● **Prompt**
Count the lines in the material below that contain the string "lens", matching case exactly, and reply with the number alone.

● **Source records**
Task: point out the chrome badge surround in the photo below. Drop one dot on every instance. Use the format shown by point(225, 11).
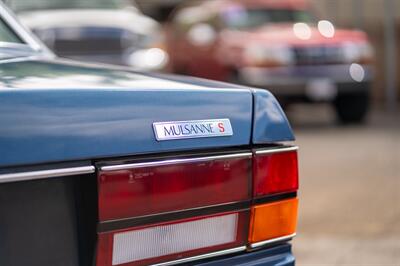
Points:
point(192, 129)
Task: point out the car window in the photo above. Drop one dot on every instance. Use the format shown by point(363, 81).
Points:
point(242, 18)
point(28, 5)
point(7, 35)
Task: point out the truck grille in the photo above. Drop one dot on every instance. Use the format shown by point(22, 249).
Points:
point(318, 55)
point(92, 41)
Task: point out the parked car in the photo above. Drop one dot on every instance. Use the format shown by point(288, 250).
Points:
point(278, 45)
point(106, 166)
point(107, 31)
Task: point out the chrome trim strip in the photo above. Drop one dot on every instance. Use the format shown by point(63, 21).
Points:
point(276, 150)
point(270, 241)
point(14, 177)
point(174, 161)
point(205, 256)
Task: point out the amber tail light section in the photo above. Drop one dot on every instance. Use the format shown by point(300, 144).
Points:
point(273, 220)
point(208, 205)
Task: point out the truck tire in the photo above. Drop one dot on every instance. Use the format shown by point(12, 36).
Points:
point(352, 107)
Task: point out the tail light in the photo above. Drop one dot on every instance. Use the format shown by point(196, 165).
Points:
point(272, 220)
point(148, 188)
point(172, 241)
point(275, 172)
point(178, 210)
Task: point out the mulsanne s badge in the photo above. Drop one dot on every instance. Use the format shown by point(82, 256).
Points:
point(192, 129)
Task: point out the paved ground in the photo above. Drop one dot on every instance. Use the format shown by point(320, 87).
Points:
point(350, 189)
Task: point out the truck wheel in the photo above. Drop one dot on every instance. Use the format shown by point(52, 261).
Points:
point(352, 107)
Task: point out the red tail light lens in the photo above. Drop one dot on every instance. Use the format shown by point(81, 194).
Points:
point(172, 241)
point(275, 172)
point(134, 198)
point(150, 188)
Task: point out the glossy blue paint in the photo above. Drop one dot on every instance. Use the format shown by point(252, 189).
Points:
point(276, 256)
point(270, 122)
point(52, 111)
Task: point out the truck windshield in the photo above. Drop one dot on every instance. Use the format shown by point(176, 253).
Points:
point(6, 34)
point(26, 5)
point(241, 18)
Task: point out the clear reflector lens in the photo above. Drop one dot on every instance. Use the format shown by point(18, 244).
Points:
point(165, 242)
point(173, 238)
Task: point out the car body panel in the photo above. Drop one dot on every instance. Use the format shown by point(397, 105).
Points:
point(60, 111)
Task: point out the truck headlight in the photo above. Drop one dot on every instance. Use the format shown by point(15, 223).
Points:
point(275, 55)
point(358, 52)
point(151, 59)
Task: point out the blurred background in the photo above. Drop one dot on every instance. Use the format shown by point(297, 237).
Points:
point(332, 64)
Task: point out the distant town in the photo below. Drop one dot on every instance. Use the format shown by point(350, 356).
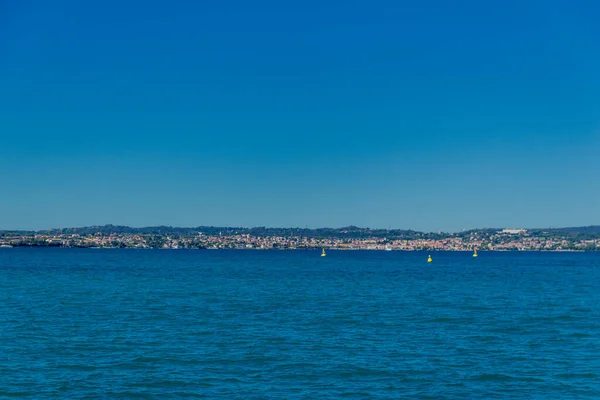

● **Exercise answer**
2